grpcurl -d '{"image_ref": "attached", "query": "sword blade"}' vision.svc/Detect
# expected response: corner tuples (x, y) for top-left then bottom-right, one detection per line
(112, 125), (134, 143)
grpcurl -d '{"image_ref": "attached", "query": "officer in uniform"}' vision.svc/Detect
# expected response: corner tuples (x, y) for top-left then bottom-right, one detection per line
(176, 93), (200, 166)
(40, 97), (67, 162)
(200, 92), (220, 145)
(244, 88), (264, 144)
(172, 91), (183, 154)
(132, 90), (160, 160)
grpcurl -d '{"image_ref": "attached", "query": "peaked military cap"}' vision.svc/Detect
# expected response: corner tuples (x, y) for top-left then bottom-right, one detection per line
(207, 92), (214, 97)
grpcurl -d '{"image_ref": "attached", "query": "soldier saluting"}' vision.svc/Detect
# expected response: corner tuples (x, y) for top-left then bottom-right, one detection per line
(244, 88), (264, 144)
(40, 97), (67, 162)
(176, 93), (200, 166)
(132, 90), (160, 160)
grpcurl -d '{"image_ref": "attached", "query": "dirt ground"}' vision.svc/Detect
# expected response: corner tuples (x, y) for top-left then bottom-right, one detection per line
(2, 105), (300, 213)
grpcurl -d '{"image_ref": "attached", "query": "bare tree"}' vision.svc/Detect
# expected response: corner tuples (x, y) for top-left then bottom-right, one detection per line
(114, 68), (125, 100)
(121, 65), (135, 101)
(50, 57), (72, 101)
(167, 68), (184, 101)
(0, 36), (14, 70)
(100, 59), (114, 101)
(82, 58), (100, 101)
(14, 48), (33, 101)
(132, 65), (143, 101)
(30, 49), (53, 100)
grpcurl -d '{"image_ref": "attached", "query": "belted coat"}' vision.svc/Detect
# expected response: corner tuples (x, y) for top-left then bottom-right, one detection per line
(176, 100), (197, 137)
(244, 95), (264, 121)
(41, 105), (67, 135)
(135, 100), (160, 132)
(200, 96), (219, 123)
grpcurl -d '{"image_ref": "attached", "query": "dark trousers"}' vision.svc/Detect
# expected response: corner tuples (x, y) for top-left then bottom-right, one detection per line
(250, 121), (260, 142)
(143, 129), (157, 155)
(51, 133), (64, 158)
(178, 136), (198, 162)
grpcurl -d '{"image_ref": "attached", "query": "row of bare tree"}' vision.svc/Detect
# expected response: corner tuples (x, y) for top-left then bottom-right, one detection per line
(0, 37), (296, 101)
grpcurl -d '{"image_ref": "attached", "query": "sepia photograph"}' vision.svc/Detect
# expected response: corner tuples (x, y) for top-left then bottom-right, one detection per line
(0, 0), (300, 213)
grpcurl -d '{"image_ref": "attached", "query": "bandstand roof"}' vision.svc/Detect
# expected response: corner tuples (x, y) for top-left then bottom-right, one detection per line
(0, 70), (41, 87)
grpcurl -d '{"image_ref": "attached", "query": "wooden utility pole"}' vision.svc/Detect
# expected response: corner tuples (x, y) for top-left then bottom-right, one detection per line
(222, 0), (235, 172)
■ ■ ■ ■ ■ ■ ■
● Goal of the exercise:
Format the data above as a JSON list of strings, one string per line, leaving out any blank lines.

● Response:
[
  "grpcurl -d '{\"image_ref\": \"attached\", \"query\": \"sword blade\"}' vision.svc/Detect",
  "# expected response: corner tuples (x, y) for top-left then bottom-right, one detection per line",
  "(112, 125), (134, 143)",
  "grpcurl -d '{\"image_ref\": \"attached\", \"query\": \"officer in uniform\"}' vision.svc/Detect",
  "# expected response: corner tuples (x, y) for top-left then bottom-right, one detection per line",
  "(176, 93), (200, 166)",
  "(40, 97), (67, 162)",
  "(200, 92), (220, 145)",
  "(244, 88), (264, 144)",
  "(172, 91), (183, 154)",
  "(132, 90), (160, 160)",
  "grpcurl -d '{\"image_ref\": \"attached\", \"query\": \"peaked military cap\"}' vision.svc/Detect",
  "# expected response: corner tuples (x, y) for top-left then bottom-right, one detection per line",
  "(207, 92), (214, 97)",
  "grpcurl -d '{\"image_ref\": \"attached\", \"query\": \"soldier saluting\"}' vision.svc/Detect",
  "# expected response: corner tuples (x, y) for top-left then bottom-right, one detection per line",
  "(244, 88), (264, 144)",
  "(40, 97), (67, 162)",
  "(176, 93), (200, 166)",
  "(132, 90), (160, 160)",
  "grpcurl -d '{\"image_ref\": \"attached\", \"query\": \"dirt ground\"}' vision.svc/Detect",
  "# expected response: corner tuples (x, y) for top-left then bottom-right, one detection per line",
  "(2, 105), (300, 213)",
  "grpcurl -d '{\"image_ref\": \"attached\", \"query\": \"bare tree\"}' vision.svc/Detect",
  "# expected response: corner tuples (x, y) for top-left then bottom-right, one detection per line",
  "(114, 68), (125, 100)",
  "(121, 65), (135, 101)",
  "(50, 57), (72, 101)",
  "(167, 68), (184, 101)",
  "(0, 36), (14, 70)",
  "(100, 59), (114, 101)",
  "(82, 58), (100, 101)",
  "(14, 48), (33, 101)",
  "(132, 65), (143, 101)",
  "(30, 49), (53, 100)",
  "grpcurl -d '{\"image_ref\": \"attached\", \"query\": \"belted coat\"}' vision.svc/Detect",
  "# expected response: corner tuples (x, y) for top-left then bottom-right, one detection per line",
  "(176, 100), (197, 137)",
  "(244, 95), (264, 121)",
  "(41, 105), (67, 135)",
  "(135, 100), (160, 132)",
  "(200, 96), (219, 123)",
  "grpcurl -d '{\"image_ref\": \"attached\", \"query\": \"dark trousers\"}' vision.svc/Detect",
  "# expected response: corner tuples (x, y) for top-left then bottom-right, one detection per line",
  "(250, 121), (260, 142)",
  "(143, 129), (157, 155)",
  "(51, 133), (64, 158)",
  "(178, 136), (198, 162)",
  "grpcurl -d '{\"image_ref\": \"attached\", \"query\": \"row of bare tree\"}' vision.svc/Detect",
  "# expected response: corner tuples (x, y) for top-left then bottom-right, one detection per line",
  "(0, 37), (296, 101)",
  "grpcurl -d '{\"image_ref\": \"attached\", \"query\": \"sepia photograph\"}' vision.svc/Detect",
  "# expected response: corner tuples (x, y) for top-left then bottom-right, one detection per line",
  "(0, 0), (300, 213)",
  "grpcurl -d '{\"image_ref\": \"attached\", \"query\": \"bandstand roof\"}' vision.svc/Detect",
  "# expected response: corner tuples (x, y) for top-left then bottom-right, one detection per line",
  "(0, 70), (41, 87)",
  "grpcurl -d '{\"image_ref\": \"attached\", \"query\": \"wooden utility pole\"}' vision.svc/Detect",
  "# expected response: corner tuples (x, y) for top-left then bottom-right, one detection per line",
  "(222, 0), (235, 172)"
]